However, we live in a time when larger-than-life types must be reduced to life size, even if it takes psychobabble. And some of the psychobabble is simply ludicrous, as is this example of Roy Blount’s use of hidden meanings to interpret Lee’s actions. Again our author returns to Robert E. Lee’s childhood, this time for a psychological explanation of one of the most thoroughly analyzed and controversial skirmishes in the War Between the States: the Confederate attack on Cemetery Ridge, commonly known as "Pickett’s Charge." Follow this closely because Blount really strains for this fanciful diagnosis.
When Robert was a young boy, his father, Lighthorse Harry Lee, traveled to Baltimore to help defend a newspaper editor who was under attack from an enraged mob. In the ensuing fracas, Lee was beaten into insensibility by "a giant of a man named Mumma" who tried to cut off his nose. The mob left Harry for dead but he miraculously recovered and guardedly made his way back to his Virginia home. In what was certainly a traumatic experience, young Robert saw his blood-soaked and battered father stumbling toward the house. Harry was 58 at the time and never fully recovered from his injuries.

******************************

# Your instructions
Copy the passage about Robert E. Lee from "When Robert was" to "from his injuries." word for word.

******************************

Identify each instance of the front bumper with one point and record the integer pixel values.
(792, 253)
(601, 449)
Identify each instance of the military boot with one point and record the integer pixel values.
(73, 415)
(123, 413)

******************************

# Task response
When Robert was a young boy, his father, Lighthorse Harry Lee, traveled to Baltimore to help defend a newspaper editor who was under attack from an enraged mob. In the ensuing fracas, Lee was beaten into insensibility by "a giant of a man named Mumma" who tried to cut off his nose. The mob left Harry for dead but he miraculously recovered and guardedly made his way back to his Virginia home. In what was certainly a traumatic experience, young Robert saw his blood-soaked and battered father stumbling toward the house. Harry was 58 at the time and never fully recovered from his injuries.